begin EXTRACT

Not Everything Needs to Be Fixed


For much of my life, I lived in a state of constant self-improvement. There was always another problem to solve, another wound to heal, another version of myself I thought I needed to become before I could finally feel safe.


Tulum challenged that.


It taught me that healing isn't always about fixing. Sometimes it's about allowing. About making room for what already exists. About trusting that not every discomfort is a sign that something is wrong.


The longer I stayed, the more I realized that life is not a project to complete. There is wisdom in letting things unfold in their own timing. There is wisdom in resting. In listening. In allowing.


Beauty Lives in Imperfection


One of the greatest lessons Tulum offered me was that beauty exists in what is unfinished.


The town itself reflects this. It is imperfect, unpredictable, and constantly evolving. Yet there is something deeply beautiful about that.


It reminded me that life itself is imperfect.


The most meaningful moments often happen outside of our plans. In the unexpected conversations. In the detours. In the moments when we stop trying to control the experience and simply allow ourselves to be present with it.


The more I accepted imperfection around me, the more I began accepting it within myself.


The Mirror of External and Internal Structure


The infrastructure in Tulum became an unexpected teacher.


The unpredictability, the pauses, and the constant invitation to adapt all mirrored something within me. It revealed the places where I lacked internal structure. The places where I relied on certainty to feel safe.


It showed me where I was still trying to control life rather than trust it.


And slowly, without forcing it, I began building something steadier within myself.

Not through effort.


Through awareness.


Through surrender.


Through learning that stability is not something created by controlling every outcome.


It is something cultivated from within.


It's in the courage to let go.


The Way Tulum Held Me


It wasn't just Tulum itself.


It was the way Tulum held me.


For the first time in a long time, I felt safe enough to stop performing strength. Safe enough to meet my own softness.


There was a tenderness available to me that I wasn't used to. A gentleness I had spent years protecting myself from.


And yet, even in the midst of that softness, fear was still present.


Part of me worried that it would disappear. That tomorrow wouldn't hold me the same way. That the feeling would leave. That I would lose it.

end EXTRACT
begin DATA

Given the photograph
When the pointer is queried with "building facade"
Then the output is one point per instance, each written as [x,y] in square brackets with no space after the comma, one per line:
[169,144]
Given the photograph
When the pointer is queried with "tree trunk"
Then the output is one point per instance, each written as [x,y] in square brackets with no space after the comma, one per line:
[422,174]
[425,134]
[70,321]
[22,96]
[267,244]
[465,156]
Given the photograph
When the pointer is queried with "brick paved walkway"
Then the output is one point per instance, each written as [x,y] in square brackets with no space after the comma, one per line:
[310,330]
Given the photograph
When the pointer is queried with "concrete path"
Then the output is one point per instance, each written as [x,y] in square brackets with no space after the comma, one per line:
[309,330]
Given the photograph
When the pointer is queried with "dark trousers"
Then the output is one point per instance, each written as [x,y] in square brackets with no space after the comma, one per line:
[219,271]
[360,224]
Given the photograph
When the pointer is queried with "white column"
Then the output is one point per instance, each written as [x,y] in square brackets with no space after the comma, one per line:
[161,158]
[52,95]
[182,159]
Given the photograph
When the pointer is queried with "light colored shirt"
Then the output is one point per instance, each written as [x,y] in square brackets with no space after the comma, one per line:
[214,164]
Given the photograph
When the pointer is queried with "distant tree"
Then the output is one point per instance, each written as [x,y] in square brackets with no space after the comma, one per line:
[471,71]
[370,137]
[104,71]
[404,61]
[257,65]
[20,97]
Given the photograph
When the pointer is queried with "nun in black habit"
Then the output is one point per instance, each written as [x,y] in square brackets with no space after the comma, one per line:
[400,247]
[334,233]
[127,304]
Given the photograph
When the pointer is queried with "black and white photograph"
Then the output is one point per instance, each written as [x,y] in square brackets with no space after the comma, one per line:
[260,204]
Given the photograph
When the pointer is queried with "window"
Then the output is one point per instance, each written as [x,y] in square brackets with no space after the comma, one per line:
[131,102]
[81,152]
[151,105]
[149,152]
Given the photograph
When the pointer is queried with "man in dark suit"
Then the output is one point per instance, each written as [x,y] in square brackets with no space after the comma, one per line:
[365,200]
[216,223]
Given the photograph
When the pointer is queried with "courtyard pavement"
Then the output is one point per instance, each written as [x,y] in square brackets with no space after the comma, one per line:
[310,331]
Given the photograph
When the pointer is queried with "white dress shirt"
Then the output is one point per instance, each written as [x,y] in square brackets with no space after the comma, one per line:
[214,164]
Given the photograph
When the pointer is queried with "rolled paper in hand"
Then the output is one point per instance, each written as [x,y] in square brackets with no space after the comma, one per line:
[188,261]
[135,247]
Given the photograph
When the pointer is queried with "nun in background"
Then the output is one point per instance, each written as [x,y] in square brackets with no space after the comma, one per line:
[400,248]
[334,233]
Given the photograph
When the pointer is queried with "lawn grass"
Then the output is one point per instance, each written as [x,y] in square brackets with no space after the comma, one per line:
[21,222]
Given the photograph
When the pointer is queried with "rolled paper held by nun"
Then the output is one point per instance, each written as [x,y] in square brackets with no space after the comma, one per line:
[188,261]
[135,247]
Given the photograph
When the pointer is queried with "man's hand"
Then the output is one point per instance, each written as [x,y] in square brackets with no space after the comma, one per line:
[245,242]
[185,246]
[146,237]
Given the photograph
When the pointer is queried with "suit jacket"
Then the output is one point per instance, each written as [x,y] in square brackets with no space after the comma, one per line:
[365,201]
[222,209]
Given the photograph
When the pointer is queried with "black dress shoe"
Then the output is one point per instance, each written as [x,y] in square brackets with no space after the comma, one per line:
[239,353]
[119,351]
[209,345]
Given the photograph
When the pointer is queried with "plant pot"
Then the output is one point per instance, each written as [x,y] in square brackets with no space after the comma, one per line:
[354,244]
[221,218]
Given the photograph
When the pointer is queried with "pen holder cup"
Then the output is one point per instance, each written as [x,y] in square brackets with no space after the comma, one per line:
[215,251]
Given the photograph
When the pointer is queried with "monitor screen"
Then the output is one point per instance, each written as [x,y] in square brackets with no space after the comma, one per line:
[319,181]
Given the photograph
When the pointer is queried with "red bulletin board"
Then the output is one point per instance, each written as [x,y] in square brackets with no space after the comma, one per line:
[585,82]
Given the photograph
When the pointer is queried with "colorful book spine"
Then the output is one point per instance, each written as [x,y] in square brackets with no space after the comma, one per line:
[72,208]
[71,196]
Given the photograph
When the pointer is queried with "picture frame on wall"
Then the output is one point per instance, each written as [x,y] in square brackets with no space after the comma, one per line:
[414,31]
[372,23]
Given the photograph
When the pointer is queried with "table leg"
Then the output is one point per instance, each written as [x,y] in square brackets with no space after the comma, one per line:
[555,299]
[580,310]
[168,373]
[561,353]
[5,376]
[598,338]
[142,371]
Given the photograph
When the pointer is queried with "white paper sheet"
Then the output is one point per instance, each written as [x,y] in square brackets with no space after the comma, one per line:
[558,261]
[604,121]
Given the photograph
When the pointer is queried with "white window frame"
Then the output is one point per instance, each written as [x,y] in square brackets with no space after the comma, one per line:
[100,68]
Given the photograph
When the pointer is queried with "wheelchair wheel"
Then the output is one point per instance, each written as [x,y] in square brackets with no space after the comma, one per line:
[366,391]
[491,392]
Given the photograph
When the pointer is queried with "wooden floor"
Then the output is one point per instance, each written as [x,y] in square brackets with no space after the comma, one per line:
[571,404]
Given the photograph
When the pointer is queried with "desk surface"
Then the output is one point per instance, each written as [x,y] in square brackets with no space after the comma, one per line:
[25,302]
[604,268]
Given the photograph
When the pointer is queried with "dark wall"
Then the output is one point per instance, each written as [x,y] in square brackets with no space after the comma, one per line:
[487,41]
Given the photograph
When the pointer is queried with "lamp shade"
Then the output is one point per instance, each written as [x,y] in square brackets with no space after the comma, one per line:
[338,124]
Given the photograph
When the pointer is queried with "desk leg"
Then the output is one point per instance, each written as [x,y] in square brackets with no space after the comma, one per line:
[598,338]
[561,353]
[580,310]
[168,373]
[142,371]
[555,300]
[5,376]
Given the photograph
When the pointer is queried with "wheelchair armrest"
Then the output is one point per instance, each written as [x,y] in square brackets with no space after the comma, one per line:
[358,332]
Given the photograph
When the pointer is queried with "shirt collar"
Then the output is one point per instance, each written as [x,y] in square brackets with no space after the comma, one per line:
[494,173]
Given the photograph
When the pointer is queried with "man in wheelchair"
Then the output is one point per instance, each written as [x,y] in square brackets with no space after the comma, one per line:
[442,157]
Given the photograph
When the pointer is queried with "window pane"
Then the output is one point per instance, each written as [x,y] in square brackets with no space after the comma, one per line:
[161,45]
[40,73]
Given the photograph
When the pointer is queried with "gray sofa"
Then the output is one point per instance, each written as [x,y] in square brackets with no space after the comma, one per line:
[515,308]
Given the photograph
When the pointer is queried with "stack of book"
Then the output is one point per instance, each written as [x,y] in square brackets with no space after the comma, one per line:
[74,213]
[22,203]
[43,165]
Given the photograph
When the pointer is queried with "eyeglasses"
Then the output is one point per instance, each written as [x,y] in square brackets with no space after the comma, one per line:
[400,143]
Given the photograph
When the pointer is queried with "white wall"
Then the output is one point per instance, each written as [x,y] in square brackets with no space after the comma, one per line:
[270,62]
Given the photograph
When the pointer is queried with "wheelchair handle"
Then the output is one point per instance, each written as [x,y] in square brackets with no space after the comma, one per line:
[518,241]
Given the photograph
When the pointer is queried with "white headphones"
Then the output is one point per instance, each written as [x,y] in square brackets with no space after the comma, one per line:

end DATA

■ **YOUR TASKS**:
a) List every section heading in the essay on Tulum.
b) Summarize the essay on Tulum in two sentences.
c) Translate this sentence from the essay on Tulum into Spanish: "The more I accepted imperfection around me, the more I began accepting it within myself."
Work only from the essay on Tulum.

■ **TASK RESULTS**:
a)
Not Everything Needs to Be Fixed
Beauty Lives in Imperfection
The Mirror of External and Internal Structure
The Way Tulum Held Me

b) After a life of constant self-improvement, the writer learned in Tulum that healing is sometimes about allowing rather than fixing, and that beauty exists in what is imperfect and unfinished. The town's unpredictability revealed where the writer relied on certainty to feel safe, and feeling held there made it possible to stop performing strength and meet their own softness, though fear of losing that feeling was still present.

c) Cuanto más aceptaba la imperfección a mi alrededor, más empezaba a aceptarla dentro de mí.